[Task objective]
Emit a verbatim copy of the lines running from the line with "guitar**, I would be grateful." through the end of the material below.

Information given start

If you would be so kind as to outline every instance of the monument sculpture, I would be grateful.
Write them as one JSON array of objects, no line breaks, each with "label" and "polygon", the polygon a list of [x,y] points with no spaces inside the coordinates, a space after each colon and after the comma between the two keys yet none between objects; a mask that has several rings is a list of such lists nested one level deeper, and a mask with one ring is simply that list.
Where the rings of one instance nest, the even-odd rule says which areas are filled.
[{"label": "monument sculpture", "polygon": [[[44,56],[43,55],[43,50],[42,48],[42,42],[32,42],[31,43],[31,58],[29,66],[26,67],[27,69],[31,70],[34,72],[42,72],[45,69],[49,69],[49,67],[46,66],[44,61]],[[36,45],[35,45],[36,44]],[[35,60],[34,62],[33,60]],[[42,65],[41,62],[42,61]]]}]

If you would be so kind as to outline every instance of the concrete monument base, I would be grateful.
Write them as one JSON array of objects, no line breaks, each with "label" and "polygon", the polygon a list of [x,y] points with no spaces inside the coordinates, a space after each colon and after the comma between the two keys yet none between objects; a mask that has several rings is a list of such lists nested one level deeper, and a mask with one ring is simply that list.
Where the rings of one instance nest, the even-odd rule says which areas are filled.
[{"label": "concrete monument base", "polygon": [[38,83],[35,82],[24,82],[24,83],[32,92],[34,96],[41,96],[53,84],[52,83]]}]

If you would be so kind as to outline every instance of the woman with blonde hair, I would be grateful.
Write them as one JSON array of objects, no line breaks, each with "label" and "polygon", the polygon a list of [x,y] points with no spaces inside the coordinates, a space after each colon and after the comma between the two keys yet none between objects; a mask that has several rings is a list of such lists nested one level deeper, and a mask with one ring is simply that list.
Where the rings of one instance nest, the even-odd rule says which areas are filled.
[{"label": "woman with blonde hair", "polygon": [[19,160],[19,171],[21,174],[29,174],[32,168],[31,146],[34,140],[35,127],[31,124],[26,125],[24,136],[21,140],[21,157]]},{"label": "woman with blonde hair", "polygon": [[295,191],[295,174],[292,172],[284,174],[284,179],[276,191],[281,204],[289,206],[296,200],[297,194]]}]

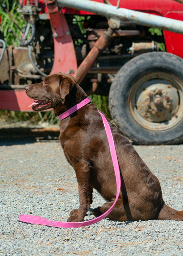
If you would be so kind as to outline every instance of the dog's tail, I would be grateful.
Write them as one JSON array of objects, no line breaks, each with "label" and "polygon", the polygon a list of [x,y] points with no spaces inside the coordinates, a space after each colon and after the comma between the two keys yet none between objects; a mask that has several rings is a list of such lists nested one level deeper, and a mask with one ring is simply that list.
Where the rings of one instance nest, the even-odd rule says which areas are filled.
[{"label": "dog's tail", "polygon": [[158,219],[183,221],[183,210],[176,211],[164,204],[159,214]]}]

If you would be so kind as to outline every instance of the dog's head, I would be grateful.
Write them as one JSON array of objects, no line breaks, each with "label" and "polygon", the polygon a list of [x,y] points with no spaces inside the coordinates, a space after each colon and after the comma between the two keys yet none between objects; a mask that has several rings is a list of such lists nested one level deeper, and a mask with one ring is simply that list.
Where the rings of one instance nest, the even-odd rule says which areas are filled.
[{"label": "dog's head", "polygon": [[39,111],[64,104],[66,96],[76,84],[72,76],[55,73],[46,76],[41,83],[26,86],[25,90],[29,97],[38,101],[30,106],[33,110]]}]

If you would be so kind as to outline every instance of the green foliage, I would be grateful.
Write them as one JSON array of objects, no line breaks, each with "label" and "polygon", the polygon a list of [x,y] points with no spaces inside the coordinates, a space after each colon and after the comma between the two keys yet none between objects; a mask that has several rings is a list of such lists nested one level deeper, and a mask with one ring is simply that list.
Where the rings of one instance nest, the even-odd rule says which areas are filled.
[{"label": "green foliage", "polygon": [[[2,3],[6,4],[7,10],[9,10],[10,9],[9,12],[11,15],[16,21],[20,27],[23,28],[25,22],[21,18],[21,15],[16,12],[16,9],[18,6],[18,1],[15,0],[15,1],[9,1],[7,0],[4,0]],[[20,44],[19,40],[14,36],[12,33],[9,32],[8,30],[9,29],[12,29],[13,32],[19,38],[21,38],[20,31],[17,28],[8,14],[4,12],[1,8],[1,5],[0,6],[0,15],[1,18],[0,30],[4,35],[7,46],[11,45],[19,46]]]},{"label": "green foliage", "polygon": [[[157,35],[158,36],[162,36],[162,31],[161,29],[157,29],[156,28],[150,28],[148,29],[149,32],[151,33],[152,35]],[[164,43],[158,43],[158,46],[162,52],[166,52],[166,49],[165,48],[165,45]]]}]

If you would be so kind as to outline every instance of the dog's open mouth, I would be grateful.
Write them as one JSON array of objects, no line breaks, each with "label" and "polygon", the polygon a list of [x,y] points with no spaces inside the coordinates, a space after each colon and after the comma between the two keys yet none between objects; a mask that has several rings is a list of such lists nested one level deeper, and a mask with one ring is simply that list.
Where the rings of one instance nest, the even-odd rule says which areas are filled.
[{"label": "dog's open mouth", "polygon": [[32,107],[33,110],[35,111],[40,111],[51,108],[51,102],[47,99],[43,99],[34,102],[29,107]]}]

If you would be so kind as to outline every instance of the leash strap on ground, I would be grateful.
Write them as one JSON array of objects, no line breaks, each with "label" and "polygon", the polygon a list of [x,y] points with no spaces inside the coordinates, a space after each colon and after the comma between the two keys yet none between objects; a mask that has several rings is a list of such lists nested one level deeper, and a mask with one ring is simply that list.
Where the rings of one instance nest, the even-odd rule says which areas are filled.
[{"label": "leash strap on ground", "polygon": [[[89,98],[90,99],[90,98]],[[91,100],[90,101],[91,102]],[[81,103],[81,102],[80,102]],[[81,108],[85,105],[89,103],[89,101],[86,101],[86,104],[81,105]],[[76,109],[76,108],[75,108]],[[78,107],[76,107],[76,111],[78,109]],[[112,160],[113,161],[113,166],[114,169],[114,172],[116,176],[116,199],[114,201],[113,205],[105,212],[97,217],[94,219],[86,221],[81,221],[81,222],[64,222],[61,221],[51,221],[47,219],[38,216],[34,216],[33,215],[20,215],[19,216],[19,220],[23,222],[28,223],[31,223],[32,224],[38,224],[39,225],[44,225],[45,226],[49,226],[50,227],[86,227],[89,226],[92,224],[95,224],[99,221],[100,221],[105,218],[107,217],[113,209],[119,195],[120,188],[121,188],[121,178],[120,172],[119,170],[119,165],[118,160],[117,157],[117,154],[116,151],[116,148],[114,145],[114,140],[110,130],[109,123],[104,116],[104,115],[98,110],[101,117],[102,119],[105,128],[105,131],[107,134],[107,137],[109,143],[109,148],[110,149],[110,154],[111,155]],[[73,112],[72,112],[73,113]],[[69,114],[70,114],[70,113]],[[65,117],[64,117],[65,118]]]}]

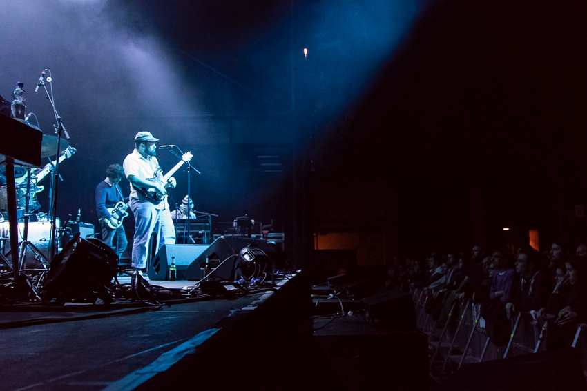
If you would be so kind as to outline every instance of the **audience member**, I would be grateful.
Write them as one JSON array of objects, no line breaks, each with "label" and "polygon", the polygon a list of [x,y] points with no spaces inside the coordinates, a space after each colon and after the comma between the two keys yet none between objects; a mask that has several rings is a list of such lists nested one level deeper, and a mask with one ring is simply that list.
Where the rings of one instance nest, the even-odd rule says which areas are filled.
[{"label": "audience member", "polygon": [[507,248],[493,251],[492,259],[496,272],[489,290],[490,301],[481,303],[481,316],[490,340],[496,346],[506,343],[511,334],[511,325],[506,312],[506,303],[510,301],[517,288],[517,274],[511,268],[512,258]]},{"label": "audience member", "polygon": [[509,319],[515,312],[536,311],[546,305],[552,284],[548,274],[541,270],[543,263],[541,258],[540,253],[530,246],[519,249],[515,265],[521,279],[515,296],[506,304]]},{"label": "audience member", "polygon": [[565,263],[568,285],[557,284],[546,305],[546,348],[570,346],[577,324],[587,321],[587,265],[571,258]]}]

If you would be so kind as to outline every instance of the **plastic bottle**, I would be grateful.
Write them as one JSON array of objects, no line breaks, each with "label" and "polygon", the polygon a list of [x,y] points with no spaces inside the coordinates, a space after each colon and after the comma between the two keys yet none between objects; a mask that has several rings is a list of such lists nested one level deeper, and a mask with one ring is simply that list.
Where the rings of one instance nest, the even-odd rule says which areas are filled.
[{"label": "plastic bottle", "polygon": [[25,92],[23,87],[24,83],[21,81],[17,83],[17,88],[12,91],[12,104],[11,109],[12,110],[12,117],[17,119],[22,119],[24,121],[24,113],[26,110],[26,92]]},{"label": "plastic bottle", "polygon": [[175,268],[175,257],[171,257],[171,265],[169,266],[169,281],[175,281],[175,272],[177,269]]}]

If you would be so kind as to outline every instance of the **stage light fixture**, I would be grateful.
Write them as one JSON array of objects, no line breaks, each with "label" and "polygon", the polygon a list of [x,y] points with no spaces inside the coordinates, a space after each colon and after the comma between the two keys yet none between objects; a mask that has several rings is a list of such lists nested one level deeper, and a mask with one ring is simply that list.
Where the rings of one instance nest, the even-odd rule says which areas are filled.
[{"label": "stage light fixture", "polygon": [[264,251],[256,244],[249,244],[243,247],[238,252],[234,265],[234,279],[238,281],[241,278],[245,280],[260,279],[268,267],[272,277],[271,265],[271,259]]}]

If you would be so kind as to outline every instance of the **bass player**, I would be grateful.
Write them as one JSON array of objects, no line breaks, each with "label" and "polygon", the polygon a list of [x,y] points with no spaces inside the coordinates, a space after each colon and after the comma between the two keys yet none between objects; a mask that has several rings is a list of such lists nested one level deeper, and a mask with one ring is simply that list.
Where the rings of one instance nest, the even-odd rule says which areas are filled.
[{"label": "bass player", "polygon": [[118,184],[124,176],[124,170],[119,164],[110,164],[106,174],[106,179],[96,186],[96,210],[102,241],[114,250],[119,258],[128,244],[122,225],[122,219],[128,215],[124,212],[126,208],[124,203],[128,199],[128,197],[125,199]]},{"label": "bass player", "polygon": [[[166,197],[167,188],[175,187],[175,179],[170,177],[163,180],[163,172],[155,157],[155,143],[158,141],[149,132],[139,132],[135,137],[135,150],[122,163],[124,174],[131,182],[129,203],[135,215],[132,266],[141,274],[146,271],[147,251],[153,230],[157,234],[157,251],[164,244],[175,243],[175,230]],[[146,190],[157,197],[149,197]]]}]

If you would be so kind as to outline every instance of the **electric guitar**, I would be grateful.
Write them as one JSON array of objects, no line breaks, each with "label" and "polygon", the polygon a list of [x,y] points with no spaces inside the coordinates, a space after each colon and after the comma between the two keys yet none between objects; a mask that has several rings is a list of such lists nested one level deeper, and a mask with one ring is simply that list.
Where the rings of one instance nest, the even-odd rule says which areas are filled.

Information given end

[Exercise response]
If you would be so kind as to outline every instance of the **electric guitar**, I would be grateful.
Write them as one JSON array of objects, no line breaks, each with "label" and "polygon", the polygon a list of [x,y] points with no spaces inside the coordinates, a space after each colon and after the comma between the two keys yet none between objects; a mask that has several rings is a list of such lists nested one level deeper, and a mask with one ring is simply that list.
Where the rings of one instance nest, the even-odd rule says which areas are filled.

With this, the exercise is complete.